SELECTED TEXT:
Petitioner is a state prisoner proceeding pro se with an application for a writ of habeas corpus pursuant to 28 U.S.C. § 2254. Petitioner challenges a 2003 conviction that he suffered in the San Joaquin County Superior Court. Respondent has moved to dismiss this action as successive and as barred by the statute of limitations. Petitioner opposes the motion.


On February 13, 2003, petitioner was convicted of second degree robbery in the San Joaquin County Superior Court. In light of enhancements for prior convictions, petitioner was subsequently sentenced to an indeterminate term of incarceration of twenty-five years to life. The judgment was affirmed by the California court of Appeal, Third Appellate District, on December 17, 2004. Lodgment ("LD") 2. Following an attempt to file an untimely petition for review in the California Supreme Court, petitioner's direct appeal became final on February 15, 2005 when the California Supreme Court denied review. LD 3. Thereafter, petitioner filed sixteen petitions for post-collateral relief; the most recent petition was denied on April 14, 2011. See LD 4--34.

On February 16, 2007, petitioner filed a petition for federal habeas corpus relief ("the First Petition") that was ultimately transferred to this court and assigned case number 2:07-cv-00784-MJP. In the First Petition, petitioner challenged his 2003 conviction on three grounds:

(1) ineffective assistance of appellate counsel; (2) ineffective assistance of trial counsel; and (3) improper removal of defendant during sentencing. That petition was denied on the merits on March 17, 2009. Both the district court and the Ninth Circuit Court of Appeal denied petitioner's request for a certificate of appealability. See Case Number 2:07-cv-0784-MJP, Doc. Nos. 41, 47.

Petitioner has now filed the instant petition, also challenging his 2003 conviction for second degree robbery. Here, petitioner asserts violations of his Fourth and Sixth Amendment rights.

Respondent filed a motion to dismiss on March 19, 2012. Petitioner has filed a traverse, which the court construes as an opposition.


Respondent seeks dismissal of the instant petition as successive. In the alternative, respondent asserts the petition is barred by the statute of limitations. On review, the court determines that the petition must be dismissed as a successive petition over which it lacks jurisdiction. The Antiterrorism and Effective Death Penalty Act of 1996 ("AEDPA") "greatly restricts the power of federal courts to award relief to state prisoners who file second or successive habeas corpus applications." Tyler v. Cain, 533 U.S. 656, 661 (2001). AEDPA "creates a 'gatekeeping' mechanism for the consideration of second or successive applications in district court." Felker v. Turpin, 518 U.S. 651, 657 (1996); see also Stewart v. Martinez--Villareal, 523 U.S. 637, 64 (1998). Second or successive habeas petitions are subject to the "extremely stringent" requirements of AEDPA. Babbitt v. Woodford, 177 F.3d 744, 745 (9th Cir. 1999). "Before a second or successive application permitted by this section is filed in the district court, the applicant shall move in the appropriate court of appeals for an order authorizing the district court to consider the application." 28 U.S.C. § 2244(b)(3)(A). Second or successive habeas petitions filed in the district court without an authorizing order from the court of appeals shall be dismissed. See 28 U.S.C. § 2244(b); see also Burton v. Stewart, 549 U.S. 147, 153 (2007) (where petitioner neither sought nor received authorization from Court of Appeals before filing second or successive petition, district court should have dismissed petition for lack of jurisdiction). "'When the AEDPA is in play, the district court may not, in the absence of proper authorization from the court of appeals, consider a second or successive habeas application.'" Cooper v. Calderon, 274 F.3d 1270, 1274 (9th Cir. 2001) (quoting Libby v. Magnusson, 177 F.3d 43, 46 (1st Cir. 1999)).

CHALLENGE A: In the court order above, on what date was the petitioner convicted of second degree robbery?
CHALLENGE B: Resume the court order above on the habeas petition, picking up right after its last sentence.

ITEMS:

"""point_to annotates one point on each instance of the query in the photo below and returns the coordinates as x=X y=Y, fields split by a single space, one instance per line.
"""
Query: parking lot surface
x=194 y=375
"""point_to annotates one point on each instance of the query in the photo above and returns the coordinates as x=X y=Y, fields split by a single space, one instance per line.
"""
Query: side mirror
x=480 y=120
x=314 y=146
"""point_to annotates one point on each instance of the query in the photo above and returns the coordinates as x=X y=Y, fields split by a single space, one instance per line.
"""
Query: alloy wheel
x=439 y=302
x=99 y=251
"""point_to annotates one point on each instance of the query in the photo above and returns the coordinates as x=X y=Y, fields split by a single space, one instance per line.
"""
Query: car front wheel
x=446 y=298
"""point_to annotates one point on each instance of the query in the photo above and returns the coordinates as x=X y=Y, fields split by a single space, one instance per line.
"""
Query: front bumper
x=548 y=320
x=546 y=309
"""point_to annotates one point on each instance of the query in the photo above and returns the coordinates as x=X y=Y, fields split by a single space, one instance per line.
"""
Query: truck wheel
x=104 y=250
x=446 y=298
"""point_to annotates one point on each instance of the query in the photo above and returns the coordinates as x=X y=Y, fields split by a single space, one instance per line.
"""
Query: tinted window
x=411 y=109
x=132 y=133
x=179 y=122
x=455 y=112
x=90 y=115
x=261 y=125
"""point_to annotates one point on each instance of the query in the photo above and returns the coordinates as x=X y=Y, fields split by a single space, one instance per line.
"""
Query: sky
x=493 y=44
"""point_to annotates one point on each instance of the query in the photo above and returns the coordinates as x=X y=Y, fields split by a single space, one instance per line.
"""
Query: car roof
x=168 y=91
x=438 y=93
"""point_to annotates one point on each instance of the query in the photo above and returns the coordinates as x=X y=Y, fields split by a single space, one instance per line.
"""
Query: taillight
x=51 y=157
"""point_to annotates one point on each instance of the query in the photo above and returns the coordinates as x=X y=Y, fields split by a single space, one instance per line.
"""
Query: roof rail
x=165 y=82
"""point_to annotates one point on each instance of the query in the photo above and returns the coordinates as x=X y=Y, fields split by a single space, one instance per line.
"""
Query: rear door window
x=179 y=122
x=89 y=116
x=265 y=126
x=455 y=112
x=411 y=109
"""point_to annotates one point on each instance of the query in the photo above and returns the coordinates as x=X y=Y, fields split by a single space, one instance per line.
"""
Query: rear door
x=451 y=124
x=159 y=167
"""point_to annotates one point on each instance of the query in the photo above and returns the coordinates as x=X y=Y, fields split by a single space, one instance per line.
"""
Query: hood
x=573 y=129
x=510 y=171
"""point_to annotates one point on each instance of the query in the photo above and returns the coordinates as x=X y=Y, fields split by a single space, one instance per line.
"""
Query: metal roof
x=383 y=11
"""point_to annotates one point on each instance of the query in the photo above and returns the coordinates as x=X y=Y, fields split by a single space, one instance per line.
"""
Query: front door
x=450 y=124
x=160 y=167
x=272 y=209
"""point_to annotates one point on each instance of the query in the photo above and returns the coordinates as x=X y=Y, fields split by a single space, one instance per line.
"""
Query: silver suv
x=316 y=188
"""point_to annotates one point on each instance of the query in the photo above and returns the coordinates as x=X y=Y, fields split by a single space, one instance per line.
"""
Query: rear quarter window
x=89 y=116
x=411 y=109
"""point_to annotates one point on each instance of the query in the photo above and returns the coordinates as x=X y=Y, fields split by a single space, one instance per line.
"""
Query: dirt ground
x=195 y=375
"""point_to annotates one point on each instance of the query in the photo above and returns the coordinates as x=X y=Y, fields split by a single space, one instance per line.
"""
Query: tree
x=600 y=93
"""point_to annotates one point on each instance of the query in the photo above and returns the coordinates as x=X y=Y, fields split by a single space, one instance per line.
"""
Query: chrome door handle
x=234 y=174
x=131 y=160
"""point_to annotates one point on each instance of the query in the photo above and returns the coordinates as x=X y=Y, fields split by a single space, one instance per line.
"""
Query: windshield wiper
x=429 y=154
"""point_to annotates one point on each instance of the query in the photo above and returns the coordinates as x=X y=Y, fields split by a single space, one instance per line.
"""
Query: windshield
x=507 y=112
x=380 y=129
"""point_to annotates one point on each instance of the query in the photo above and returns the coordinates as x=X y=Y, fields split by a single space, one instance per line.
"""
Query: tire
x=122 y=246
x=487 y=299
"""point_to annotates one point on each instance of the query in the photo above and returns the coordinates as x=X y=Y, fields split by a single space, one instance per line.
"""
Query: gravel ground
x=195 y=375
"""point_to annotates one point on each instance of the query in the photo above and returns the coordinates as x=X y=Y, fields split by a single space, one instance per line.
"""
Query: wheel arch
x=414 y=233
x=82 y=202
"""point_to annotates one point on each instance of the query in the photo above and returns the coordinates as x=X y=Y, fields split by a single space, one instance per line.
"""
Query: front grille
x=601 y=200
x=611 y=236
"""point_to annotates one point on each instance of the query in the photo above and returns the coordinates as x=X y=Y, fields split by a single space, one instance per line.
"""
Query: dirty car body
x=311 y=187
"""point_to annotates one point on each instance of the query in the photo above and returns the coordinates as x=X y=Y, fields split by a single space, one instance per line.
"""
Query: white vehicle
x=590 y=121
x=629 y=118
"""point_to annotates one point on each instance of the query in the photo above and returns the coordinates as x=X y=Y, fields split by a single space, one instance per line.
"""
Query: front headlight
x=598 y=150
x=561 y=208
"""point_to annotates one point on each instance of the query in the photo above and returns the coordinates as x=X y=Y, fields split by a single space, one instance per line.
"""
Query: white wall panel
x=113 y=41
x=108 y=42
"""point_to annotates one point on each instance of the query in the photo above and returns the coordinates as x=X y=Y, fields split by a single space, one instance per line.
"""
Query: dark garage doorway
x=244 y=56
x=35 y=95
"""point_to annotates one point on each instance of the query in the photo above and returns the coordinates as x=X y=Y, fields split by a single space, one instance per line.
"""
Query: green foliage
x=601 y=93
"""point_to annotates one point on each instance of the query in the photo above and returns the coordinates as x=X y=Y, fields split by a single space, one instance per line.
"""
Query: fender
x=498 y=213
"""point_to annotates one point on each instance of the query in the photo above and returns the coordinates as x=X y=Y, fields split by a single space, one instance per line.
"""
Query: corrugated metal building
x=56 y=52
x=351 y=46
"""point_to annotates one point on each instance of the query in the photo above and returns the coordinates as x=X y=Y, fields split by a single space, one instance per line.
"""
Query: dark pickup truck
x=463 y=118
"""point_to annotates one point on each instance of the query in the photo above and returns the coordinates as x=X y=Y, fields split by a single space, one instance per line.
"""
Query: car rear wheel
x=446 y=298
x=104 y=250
---
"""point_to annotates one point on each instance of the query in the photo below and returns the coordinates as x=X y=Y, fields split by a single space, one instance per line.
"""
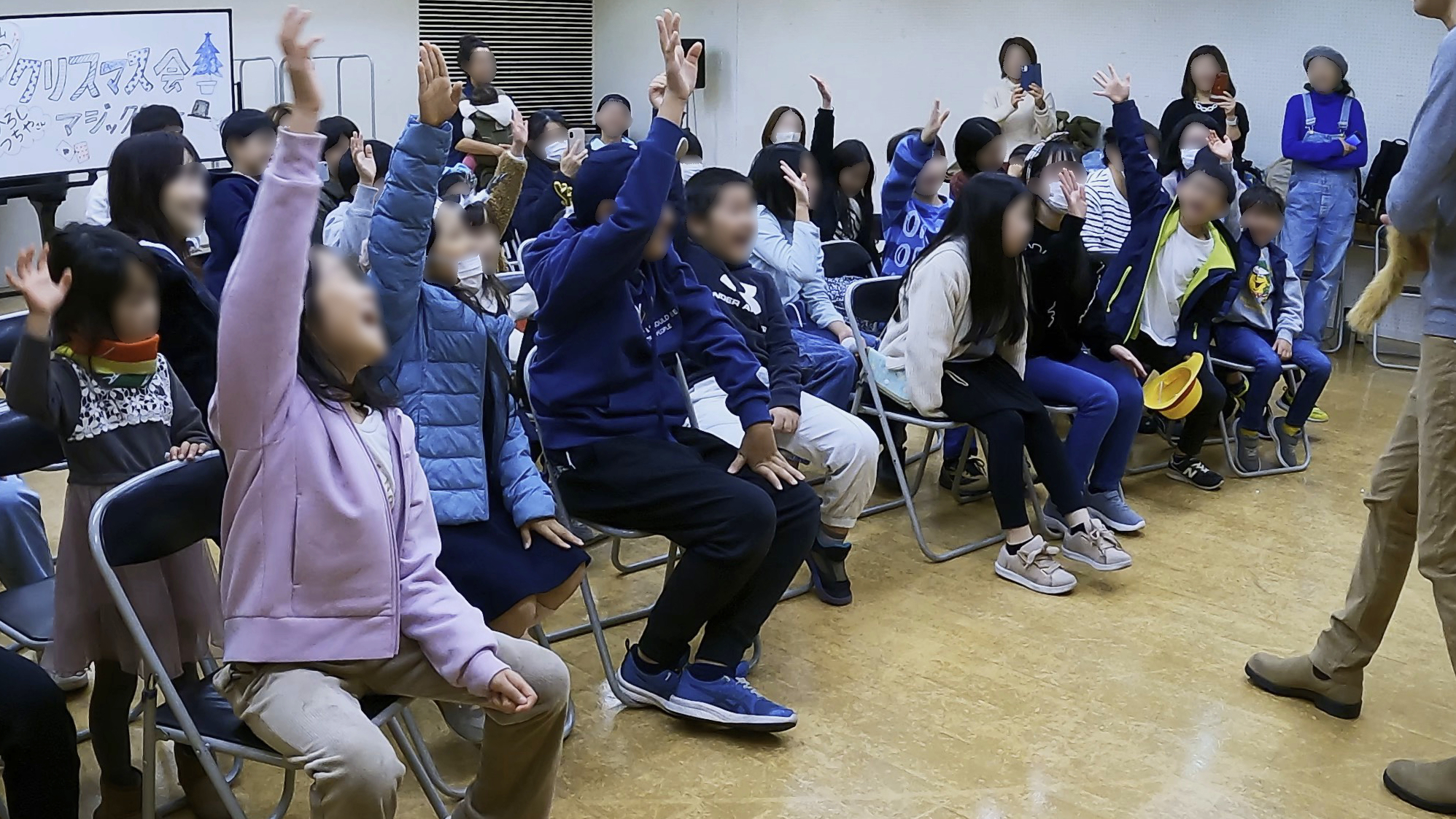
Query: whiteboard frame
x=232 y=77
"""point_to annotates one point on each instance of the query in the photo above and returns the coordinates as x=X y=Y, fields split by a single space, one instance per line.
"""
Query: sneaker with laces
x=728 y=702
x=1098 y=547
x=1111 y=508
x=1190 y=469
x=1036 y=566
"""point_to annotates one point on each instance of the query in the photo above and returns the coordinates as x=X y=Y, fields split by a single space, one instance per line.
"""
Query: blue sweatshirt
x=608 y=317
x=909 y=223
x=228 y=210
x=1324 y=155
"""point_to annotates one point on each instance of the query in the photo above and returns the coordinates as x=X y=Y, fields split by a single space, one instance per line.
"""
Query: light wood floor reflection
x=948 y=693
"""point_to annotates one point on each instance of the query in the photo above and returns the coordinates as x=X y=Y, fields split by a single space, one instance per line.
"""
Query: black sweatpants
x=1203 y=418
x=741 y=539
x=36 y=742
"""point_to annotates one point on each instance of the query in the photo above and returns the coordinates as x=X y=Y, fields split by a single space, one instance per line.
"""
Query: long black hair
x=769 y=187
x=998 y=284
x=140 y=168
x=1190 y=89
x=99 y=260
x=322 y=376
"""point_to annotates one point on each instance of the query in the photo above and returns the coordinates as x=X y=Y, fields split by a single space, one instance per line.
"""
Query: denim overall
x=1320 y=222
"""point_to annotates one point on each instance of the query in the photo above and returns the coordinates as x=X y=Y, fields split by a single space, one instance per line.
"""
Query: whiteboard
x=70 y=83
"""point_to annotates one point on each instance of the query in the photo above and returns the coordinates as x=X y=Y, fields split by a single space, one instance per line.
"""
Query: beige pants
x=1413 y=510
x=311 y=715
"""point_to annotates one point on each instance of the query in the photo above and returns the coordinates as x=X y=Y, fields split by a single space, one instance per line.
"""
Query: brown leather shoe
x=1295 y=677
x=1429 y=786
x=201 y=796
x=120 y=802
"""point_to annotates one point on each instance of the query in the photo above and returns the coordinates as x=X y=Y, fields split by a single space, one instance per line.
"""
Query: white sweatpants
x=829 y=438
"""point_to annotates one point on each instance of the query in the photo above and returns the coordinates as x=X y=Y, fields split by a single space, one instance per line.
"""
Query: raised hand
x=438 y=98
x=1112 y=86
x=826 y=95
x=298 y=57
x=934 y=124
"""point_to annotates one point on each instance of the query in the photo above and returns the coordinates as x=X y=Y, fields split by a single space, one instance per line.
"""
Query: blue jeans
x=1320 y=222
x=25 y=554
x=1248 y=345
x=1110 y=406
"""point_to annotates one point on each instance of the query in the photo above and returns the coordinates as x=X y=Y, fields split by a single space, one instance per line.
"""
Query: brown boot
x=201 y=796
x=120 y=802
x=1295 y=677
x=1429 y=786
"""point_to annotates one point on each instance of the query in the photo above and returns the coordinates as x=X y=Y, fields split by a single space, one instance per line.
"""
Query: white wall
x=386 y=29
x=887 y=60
--
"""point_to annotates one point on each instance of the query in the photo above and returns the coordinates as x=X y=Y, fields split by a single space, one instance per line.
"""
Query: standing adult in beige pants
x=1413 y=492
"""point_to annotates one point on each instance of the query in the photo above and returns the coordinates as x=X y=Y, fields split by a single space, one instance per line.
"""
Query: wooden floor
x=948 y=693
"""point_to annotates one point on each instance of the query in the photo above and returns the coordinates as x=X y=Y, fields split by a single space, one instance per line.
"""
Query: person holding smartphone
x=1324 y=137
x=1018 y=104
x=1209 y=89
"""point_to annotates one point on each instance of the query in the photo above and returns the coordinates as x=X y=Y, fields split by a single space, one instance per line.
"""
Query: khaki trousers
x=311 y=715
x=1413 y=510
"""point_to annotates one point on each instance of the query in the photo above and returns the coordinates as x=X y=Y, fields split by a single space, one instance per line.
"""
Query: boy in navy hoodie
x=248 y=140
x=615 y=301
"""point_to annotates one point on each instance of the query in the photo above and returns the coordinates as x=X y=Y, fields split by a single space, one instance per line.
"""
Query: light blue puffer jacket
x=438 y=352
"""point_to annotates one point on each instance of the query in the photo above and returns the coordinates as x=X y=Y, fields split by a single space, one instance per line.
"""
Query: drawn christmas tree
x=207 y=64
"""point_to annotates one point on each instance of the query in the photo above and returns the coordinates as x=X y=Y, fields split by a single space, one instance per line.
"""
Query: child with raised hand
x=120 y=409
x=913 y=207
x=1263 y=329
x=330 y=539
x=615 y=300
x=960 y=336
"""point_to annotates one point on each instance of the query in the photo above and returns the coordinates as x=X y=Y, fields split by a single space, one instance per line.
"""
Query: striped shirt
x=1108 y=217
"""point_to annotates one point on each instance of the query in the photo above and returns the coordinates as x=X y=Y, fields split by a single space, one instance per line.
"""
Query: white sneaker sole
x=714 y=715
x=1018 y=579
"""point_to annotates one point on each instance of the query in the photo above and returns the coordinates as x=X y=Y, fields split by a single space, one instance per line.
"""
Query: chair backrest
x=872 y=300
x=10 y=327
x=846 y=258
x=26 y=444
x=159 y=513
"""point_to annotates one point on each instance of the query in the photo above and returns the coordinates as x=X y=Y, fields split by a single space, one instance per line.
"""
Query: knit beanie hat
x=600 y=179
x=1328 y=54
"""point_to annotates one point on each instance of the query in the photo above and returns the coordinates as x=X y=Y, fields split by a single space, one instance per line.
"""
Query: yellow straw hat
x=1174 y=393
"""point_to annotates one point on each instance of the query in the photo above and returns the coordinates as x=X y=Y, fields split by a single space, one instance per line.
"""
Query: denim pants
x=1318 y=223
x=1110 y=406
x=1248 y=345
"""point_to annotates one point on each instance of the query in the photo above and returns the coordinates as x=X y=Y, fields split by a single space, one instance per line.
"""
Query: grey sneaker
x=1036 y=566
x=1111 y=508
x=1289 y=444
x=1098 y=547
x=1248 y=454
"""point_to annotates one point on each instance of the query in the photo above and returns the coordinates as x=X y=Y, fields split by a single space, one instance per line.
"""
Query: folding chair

RIGHT ANSWER A: February 13, 2003

RIGHT ANSWER B:
In this case, the petition challenges the same 2003 conviction that petitioner challenged in the First Petition. By order dated March 17, 2009, the district judge dismissed the First Petition on the merits. Under AEDPA, petitioner was required to obtain an order from the Ninth Circuit authorizing this court to consider his new claims prior to filing this case. Because he did not do so, this court is without jurisdiction to entertain the petition. Burton, 549 U.S. at 153; see also 28 U.S.C. § 2244(b)(3)(A). If petitioner desires to proceed in bringing this petition for writ of habeas corpus, he must file for leave to do so with the Ninth Circuit. See 28 U.S.C. § 2244(b) (3). In light of this finding, the court declines to consider respondent's alternative ground for dismissal.

Pursuant to Rule 11 of the Rules Governing Section 2254 Cases in the United States District Courts, "[t]he district court must issue or a deny a certificate of appealability when it enters a final order adverse to the applicant." Rule 11, 28 U.S.C. foll. § 2254. A certificate of appealability may issue under 28 U.S.C. § 2253 "only if the applicant has made a substantial showing of the denial of a constitutional right." 28 U.S.C. § 2253(c)(2). The court must either issue a certificate of appealability indicating which issues satisfy the required showing or must state the reasons why such a certificate should not issue. Fed. R. App. P. 22(b).

Where, as here, the petition should be dismissed on procedural grounds, a certificate of appealability "should issue if the prisoner can show: (1) 'that jurists of reason would find it debatable whether the district court was correct in its procedural ruling'; and (2) 'that jurists of reason would find it debatable whether the petition states a valid claim of the denial of a constitutional right.'" Morris v. Woodford, 229 F.3d 775, 780 (9th Cir. 2000) (quoting Slack v. McDaniel, 529 U.S. 473, 484 (2000)).

This court finds that petitioner has not satisfied the first requirement for issuance of a certificate of appealability in this case. Specifically, there is no showing that jurists of reason would find it debatable whether this action is successive. Accordingly, the ...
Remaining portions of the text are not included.